▶ Work to be completed
Reproduce every line of the entries below verbatim, without any alteration.

▶ Records for this task

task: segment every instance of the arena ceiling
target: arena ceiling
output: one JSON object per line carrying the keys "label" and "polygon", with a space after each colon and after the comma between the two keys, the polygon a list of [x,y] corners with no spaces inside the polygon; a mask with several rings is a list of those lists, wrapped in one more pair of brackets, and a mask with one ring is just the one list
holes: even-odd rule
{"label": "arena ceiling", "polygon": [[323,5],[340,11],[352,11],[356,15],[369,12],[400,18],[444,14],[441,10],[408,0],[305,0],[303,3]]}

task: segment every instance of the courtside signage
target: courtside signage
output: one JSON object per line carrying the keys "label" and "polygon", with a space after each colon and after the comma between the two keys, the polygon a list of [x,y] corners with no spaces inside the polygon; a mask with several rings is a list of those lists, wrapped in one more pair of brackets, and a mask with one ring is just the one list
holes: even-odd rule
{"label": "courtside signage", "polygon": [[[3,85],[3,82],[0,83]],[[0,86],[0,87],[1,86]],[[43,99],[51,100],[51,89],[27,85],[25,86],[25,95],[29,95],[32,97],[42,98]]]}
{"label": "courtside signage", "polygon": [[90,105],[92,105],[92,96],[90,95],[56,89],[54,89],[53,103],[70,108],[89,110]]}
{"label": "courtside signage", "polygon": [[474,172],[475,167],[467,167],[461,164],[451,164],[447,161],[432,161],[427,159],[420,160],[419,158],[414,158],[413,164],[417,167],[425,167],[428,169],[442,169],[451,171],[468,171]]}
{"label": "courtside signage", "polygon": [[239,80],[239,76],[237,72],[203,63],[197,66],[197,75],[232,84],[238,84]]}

▶ Response to this exercise
task: segment every instance of the arena ceiling
target: arena ceiling
output: one JSON object per line carrying the keys "label" and "polygon", with a space after each colon and after the comma between the two keys, the polygon a list of [x,y] corners with no spaces inside the polygon; a mask with several rings is a list of those lists, wrapped in one more pair of brackets, and a mask with one ring is just the one list
holes: even-odd rule
{"label": "arena ceiling", "polygon": [[323,5],[340,11],[352,11],[356,15],[369,12],[400,18],[444,14],[441,10],[408,0],[305,0],[303,3]]}

task: segment every instance of the courtside signage
target: courtside signage
output: one JSON object per line carrying the keys "label" and "polygon", with a space after each colon and after the comma between the two keys, the polygon a list of [x,y] corners with no spaces inside the polygon; a mask with several rings is a list of those lists, wrapped in one more pair of brackets, and a mask with one ring is just the one list
holes: even-odd rule
{"label": "courtside signage", "polygon": [[[3,85],[3,82],[0,83]],[[0,86],[0,87],[1,86]],[[43,99],[51,100],[51,89],[27,85],[25,86],[25,95],[29,95],[32,97],[42,98]]]}
{"label": "courtside signage", "polygon": [[90,105],[92,105],[92,96],[90,95],[56,89],[54,89],[53,103],[70,108],[89,110]]}
{"label": "courtside signage", "polygon": [[474,172],[475,167],[467,167],[461,164],[451,164],[447,161],[432,161],[427,159],[420,160],[419,158],[414,158],[413,164],[417,167],[425,167],[428,169],[442,169],[451,171],[468,171]]}
{"label": "courtside signage", "polygon": [[239,80],[239,76],[237,72],[203,63],[197,66],[197,75],[232,84],[238,84]]}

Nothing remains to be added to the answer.